──────── Extrait du document ────────
Il a huit
ans, il porte un sweat-shirt Mickey
Mouse
et les Israéliens l’ont placé en
garde à vue Gideon
Levy et Alex Levac
Ahmed Abu
Rimaileh. Le garçonnet de 8 ans admet
avoir pleuré quand il a été arrêté.
Photo : Alex Levac
Mardi 2 avril 2013
27 enfants palestiniens n’auront
pas vu l’école le 20 mars : des soldats
des FDI, en embuscade dans les rues de
Hébron, les attendaient.
Nous
n’avons pu nous en empêcher : La vue de
jeune détenu qu’on venait de relâcher
nous a donné un fou rire. Mais le rire a
rapidement fait place à une gêne
attristée. Le détenu était un garçonnet
de huit ans, en deuxième année primaire.
Quand nous l’avons rencontré, cette
semaine, dans les rues de Hébron, il se
rendait chez son grand-père. Il portait
un sweat-shirt rouge orné d’une image de
Mickey Mouse et il souriait timidement.
Sa mère l’avait envoyé chercher quelque
chose chez bon papa. À huit ans, Ahmed
Abu Rimaileh n’était pas le plus jeune
des enfants, cartable sur le dos, que
les soldats des Forces de défense
israéliennes ont emmenés en garde à vue
mercredi dernier au matin : Son copain,
Abdel Rahim, arrêté en même temps que
lui, n’a que 7 ans et est en première
année.
Vingt-sept enfants palestiniens n’ont
jamais été en classe, ce jour-là. Les
soldats des FDI leur ont dressé une
embuscade, dès l’aube, dans les rues des
quartiers de Hébron se trouvant sous le
contrôle de l’armée, et les ont arrêtés
sans discrimination. Ce n’est qu’après
qu’ils ont été en garde à vue que les
forces israéliennes de sécurité ont
examiné les images vidéo qu’elles
avaient en leur possession, afin de voir
quels étaient les gosses qui leur
avaient jeté des pierres au check-point
n° 160, un peu plus tôt ce matin. Ce
check-point sépare leur quartier du
quartier des colons à Hébron. C’est ici,
voici quelques semaines, que les soldats
des FDI ont déjà tué un adolescent,
Mohammed Suleima, qui avait arboré un
briquet en forme de pistolet.
La plupart des gosses ont été relâchés
quelques heures plus tard. Les plus
vieux ont été gardé en détention
quelques jours, avant d’être relâchés
sous caution. Un adulte, qui a tenté de
s’interposer par la force à
l’arrestation du fils du collègue, a été
amené au tribunal cette semaine.
Le fait que 18 de ces enfants avaient
moins de 12 ans, l’âge de la
responsabilité pénale, selon la Loi
israélienne sur la jeunesse, de 1971
(verdicts, sanctions et méthodes de
traitement), n’avait manifestement
aucune importance aux yeux des FDI, de
la police israélienne ou de la police
des frontières. Pas plus que n’en avait
la rapport accablant publié à peine
quinze jours plus tôt par l’Unicef, le
Fonds des enfants des Nations unies et
qui condamne Israël pour avoir arrêté
quelque 7.000 enfants palestiniens au
cours de la décennie écoulée.
──────── Données extraites ────────
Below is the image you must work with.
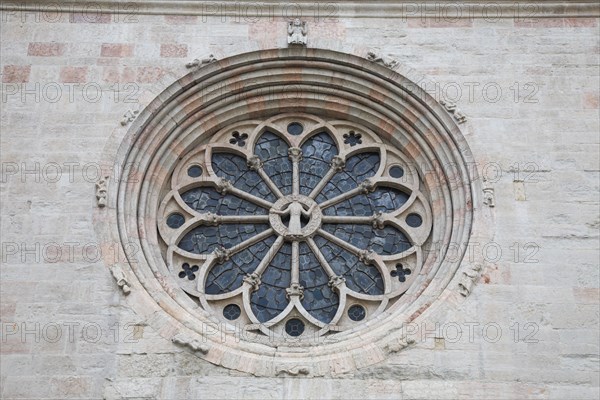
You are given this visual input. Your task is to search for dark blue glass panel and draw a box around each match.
[323,187,409,217]
[181,187,267,215]
[299,132,338,196]
[167,213,185,229]
[323,224,411,255]
[178,224,269,254]
[212,153,276,201]
[315,236,383,295]
[205,236,275,294]
[316,153,380,203]
[254,132,292,194]
[223,304,242,321]
[300,242,339,323]
[348,304,367,321]
[406,214,423,228]
[250,243,292,322]
[285,318,304,336]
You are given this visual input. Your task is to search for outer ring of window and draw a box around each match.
[96,48,487,376]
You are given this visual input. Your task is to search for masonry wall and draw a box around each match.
[0,3,600,399]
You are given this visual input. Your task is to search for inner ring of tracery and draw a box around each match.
[157,114,433,337]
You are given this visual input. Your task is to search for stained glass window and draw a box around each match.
[159,116,432,337]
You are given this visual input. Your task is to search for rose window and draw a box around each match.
[158,115,432,337]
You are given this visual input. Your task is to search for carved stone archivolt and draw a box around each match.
[98,47,487,376]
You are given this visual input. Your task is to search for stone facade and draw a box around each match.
[0,1,600,399]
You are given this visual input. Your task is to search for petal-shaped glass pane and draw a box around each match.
[212,153,276,201]
[178,224,269,254]
[299,132,338,196]
[254,131,292,194]
[323,187,409,216]
[181,187,267,215]
[323,224,411,255]
[300,242,340,323]
[205,236,275,294]
[317,153,380,203]
[250,243,292,322]
[315,236,384,295]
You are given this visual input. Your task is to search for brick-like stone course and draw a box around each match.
[0,5,600,399]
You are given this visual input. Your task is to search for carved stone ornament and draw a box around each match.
[96,176,110,208]
[367,50,400,70]
[458,264,481,297]
[371,211,385,229]
[185,54,217,69]
[440,100,467,124]
[483,187,496,207]
[285,283,304,300]
[288,18,308,46]
[247,155,263,171]
[217,178,233,194]
[330,156,346,172]
[358,179,375,194]
[121,110,140,126]
[244,272,261,291]
[111,267,131,296]
[328,275,346,288]
[214,246,231,264]
[385,338,415,353]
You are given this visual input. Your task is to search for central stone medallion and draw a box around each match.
[269,194,323,241]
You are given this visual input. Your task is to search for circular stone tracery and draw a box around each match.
[104,48,475,376]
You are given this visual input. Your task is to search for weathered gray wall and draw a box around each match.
[0,2,600,399]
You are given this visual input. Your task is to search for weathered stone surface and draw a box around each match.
[0,2,600,399]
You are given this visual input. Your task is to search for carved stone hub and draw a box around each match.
[269,195,323,241]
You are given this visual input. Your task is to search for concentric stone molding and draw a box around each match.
[0,0,600,21]
[96,48,489,376]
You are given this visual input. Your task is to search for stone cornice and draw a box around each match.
[0,0,600,21]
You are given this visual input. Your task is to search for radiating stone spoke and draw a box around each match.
[253,236,283,276]
[247,155,284,199]
[215,228,274,261]
[196,213,269,226]
[215,178,273,210]
[317,229,375,264]
[288,147,302,196]
[308,156,345,199]
[322,213,385,228]
[307,238,336,278]
[257,168,284,199]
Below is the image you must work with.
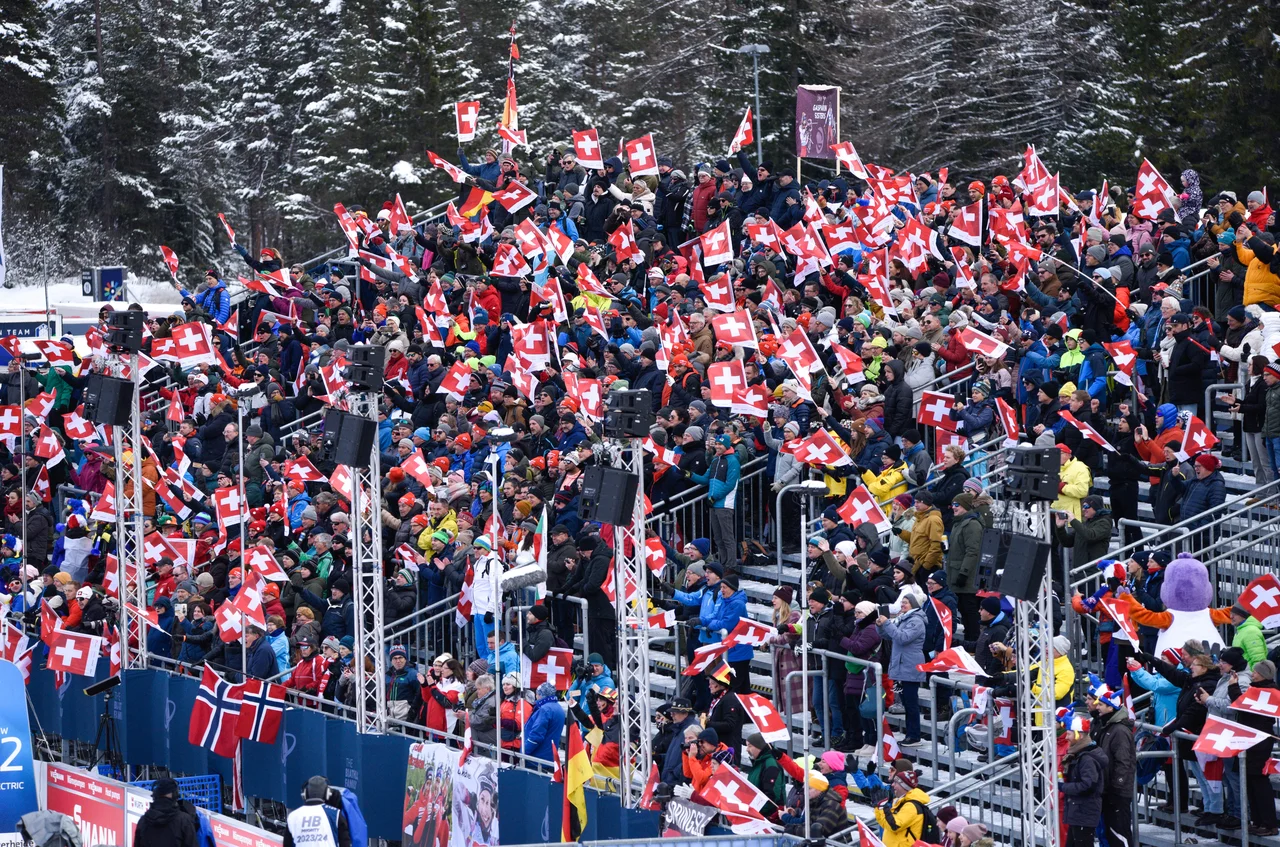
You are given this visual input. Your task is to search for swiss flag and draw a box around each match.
[737,693,791,745]
[712,311,756,350]
[45,629,102,677]
[493,244,534,276]
[609,220,644,264]
[1059,409,1116,453]
[1236,573,1280,629]
[493,179,538,214]
[453,100,480,143]
[526,647,573,691]
[573,129,604,170]
[625,134,658,177]
[831,141,868,179]
[947,200,982,247]
[728,106,755,156]
[795,430,852,467]
[836,485,891,531]
[698,220,733,265]
[1129,159,1178,220]
[170,322,218,367]
[1192,714,1271,759]
[680,647,732,677]
[435,360,475,400]
[915,392,956,431]
[915,647,987,677]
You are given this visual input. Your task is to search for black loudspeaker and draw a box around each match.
[347,344,387,392]
[978,530,1014,591]
[577,468,648,526]
[105,308,146,353]
[333,412,378,471]
[83,374,133,426]
[604,389,654,438]
[1000,534,1048,601]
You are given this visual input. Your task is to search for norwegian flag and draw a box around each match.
[836,485,892,532]
[699,761,769,819]
[737,693,791,745]
[831,141,869,179]
[435,361,474,400]
[996,397,1020,441]
[453,100,480,143]
[160,244,178,280]
[915,647,987,677]
[701,272,737,312]
[526,647,573,691]
[1098,598,1140,649]
[609,220,644,264]
[712,311,758,350]
[573,128,604,170]
[960,326,1009,358]
[915,392,956,431]
[493,179,538,216]
[698,220,733,265]
[1236,573,1280,629]
[881,715,902,761]
[831,344,867,383]
[1102,340,1138,385]
[426,150,467,184]
[1130,159,1178,220]
[1177,415,1219,462]
[728,106,755,156]
[649,609,676,629]
[745,220,782,253]
[1192,714,1271,759]
[929,598,955,651]
[680,647,732,677]
[45,629,102,677]
[623,134,658,177]
[236,679,289,745]
[795,430,852,467]
[947,200,982,247]
[493,244,534,276]
[1059,409,1116,453]
[187,665,244,759]
[170,322,218,367]
[244,544,289,582]
[724,618,777,647]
────────
Consigne: Recopiez fidèlement le passage de l'article sur les enfants arrêtés à Hébron, depuis « Photo : Alex » jusqu'à « deuxième année primaire. » inclus.

Réponse attendue:
Photo : Alex Levac
Mardi 2 avril 2013
27 enfants palestiniens n’auront
pas vu l’école le 20 mars : des soldats
des FDI, en embuscade dans les rues de
Hébron, les attendaient.
Nous
n’avons pu nous en empêcher : La vue de
jeune détenu qu’on venait de relâcher
nous a donné un fou rire. Mais le rire a
rapidement fait place à une gêne
attristée. Le détenu était un garçonnet
de huit ans, en deuxième année primaire.